Supplied data:

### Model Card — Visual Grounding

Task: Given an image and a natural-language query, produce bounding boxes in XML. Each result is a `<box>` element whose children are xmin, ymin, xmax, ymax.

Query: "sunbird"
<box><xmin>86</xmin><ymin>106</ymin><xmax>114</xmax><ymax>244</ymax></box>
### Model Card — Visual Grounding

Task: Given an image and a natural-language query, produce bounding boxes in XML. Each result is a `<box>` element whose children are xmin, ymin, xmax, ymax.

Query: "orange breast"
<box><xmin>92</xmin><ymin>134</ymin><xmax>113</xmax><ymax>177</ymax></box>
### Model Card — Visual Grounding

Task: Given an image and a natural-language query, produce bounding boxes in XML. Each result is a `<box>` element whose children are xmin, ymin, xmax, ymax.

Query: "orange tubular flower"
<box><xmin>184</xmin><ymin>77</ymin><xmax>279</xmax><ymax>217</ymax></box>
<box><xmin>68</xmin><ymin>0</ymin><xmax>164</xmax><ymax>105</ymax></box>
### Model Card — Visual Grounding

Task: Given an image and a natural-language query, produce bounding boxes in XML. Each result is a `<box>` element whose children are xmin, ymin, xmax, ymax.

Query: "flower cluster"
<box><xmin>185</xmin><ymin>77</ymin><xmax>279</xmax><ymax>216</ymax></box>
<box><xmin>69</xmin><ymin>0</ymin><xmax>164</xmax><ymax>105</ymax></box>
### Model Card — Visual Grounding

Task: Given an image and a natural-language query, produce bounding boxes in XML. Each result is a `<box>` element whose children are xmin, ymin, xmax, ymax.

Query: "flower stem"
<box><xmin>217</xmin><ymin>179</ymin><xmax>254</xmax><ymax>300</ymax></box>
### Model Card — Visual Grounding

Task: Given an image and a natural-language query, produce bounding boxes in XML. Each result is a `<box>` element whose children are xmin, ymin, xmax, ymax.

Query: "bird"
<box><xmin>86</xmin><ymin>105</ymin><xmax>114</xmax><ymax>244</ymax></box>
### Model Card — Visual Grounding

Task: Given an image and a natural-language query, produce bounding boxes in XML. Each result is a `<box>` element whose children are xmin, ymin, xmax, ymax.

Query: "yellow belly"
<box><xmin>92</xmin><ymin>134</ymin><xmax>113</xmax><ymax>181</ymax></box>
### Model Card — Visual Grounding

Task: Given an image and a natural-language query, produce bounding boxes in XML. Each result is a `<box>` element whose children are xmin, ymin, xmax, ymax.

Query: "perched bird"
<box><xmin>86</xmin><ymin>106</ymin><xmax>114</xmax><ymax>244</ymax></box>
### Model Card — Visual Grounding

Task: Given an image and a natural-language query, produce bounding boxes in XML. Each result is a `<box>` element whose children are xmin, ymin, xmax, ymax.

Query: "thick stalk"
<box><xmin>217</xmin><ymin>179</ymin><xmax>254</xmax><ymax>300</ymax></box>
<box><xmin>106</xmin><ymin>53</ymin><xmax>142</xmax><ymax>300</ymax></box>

Task description: Every entry must be quoted exactly as it appears above.

Solved problem:
### Model Card — Visual Grounding

Task: Given an image and a natural-language query, produce bounding boxes in XML. Each result is a `<box>` element whose children are xmin, ymin, xmax, ymax.

Query: "sunbird"
<box><xmin>86</xmin><ymin>106</ymin><xmax>114</xmax><ymax>244</ymax></box>
### Model Card — Visual Grounding

Task: Given an image and a natural-language query, produce bounding boxes in XML. Each result is a `<box>` element whose children are xmin, ymin, xmax, ymax.

Query: "orange breast"
<box><xmin>92</xmin><ymin>134</ymin><xmax>113</xmax><ymax>177</ymax></box>
### Model Card — Visual Grounding

Task: Given an image and a natural-language query, produce bounding boxes in XML. Each result is a `<box>` element whose children are xmin, ymin, xmax, ymax.

Query: "orange tubular flower"
<box><xmin>184</xmin><ymin>77</ymin><xmax>279</xmax><ymax>217</ymax></box>
<box><xmin>68</xmin><ymin>0</ymin><xmax>164</xmax><ymax>105</ymax></box>
### Model Card — Visual Grounding

Task: Given an image and a natural-language query, produce bounding boxes in XML. Each result is a `<box>` element whose children are xmin, ymin, xmax, ymax.

Query: "flower cluster"
<box><xmin>185</xmin><ymin>77</ymin><xmax>279</xmax><ymax>216</ymax></box>
<box><xmin>69</xmin><ymin>0</ymin><xmax>164</xmax><ymax>105</ymax></box>
### Model Card — Visual Grounding

Task: Given an image and a natural-language query, produce bounding boxes in XML. Each result is a `<box>` element whose children are xmin, ymin, xmax, ymax.

Query: "flower stem"
<box><xmin>217</xmin><ymin>179</ymin><xmax>254</xmax><ymax>300</ymax></box>
### Model Card — Visual Grounding

Task: Given an image and a natural-language query, produce bounding boxes in XML. Each result is a `<box>` element whose children are xmin, ymin, xmax, ymax.

Query: "bird"
<box><xmin>86</xmin><ymin>105</ymin><xmax>114</xmax><ymax>244</ymax></box>
### Model Card — Visual Grounding

Task: Given an image and a natural-language query, produce bounding boxes in XML. Each result is a `<box>` element whose children are xmin, ymin, xmax, ymax.

Query: "yellow belly"
<box><xmin>92</xmin><ymin>134</ymin><xmax>113</xmax><ymax>181</ymax></box>
### Model Card — Visual Grounding

Task: Given an image and a natural-language query, produce bounding boxes in XML. Each result is a `<box>` element whose children are xmin, ymin, xmax, ymax.

Query: "perched bird"
<box><xmin>86</xmin><ymin>106</ymin><xmax>114</xmax><ymax>244</ymax></box>
### Model Card — Visual Grounding

Task: Given an image and a natural-language query, produce bounding boxes in XML. Each result is a `<box>` element whose children are xmin, ymin, xmax, ymax.

Query: "thick stalk"
<box><xmin>217</xmin><ymin>179</ymin><xmax>254</xmax><ymax>300</ymax></box>
<box><xmin>106</xmin><ymin>53</ymin><xmax>142</xmax><ymax>300</ymax></box>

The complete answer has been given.